The task: Below are some entries. Copy each line that holds the string "instance".

Recorded data:
--- --- ---
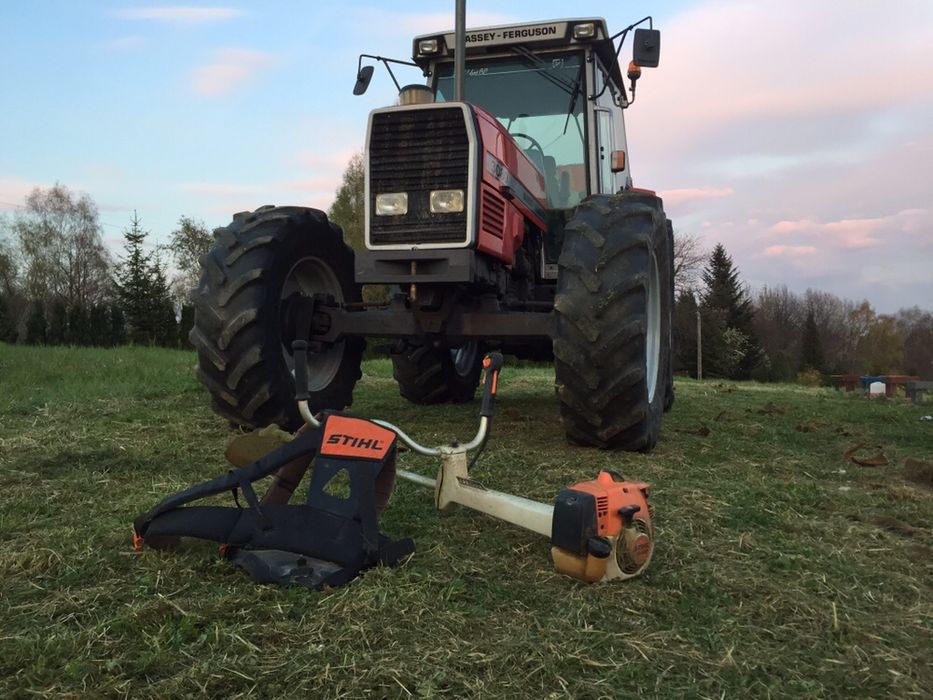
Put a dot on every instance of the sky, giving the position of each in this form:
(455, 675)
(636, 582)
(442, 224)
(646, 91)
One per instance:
--- --- ---
Output:
Put a dot on every instance of the sky, giving the position of each in this form:
One per instance:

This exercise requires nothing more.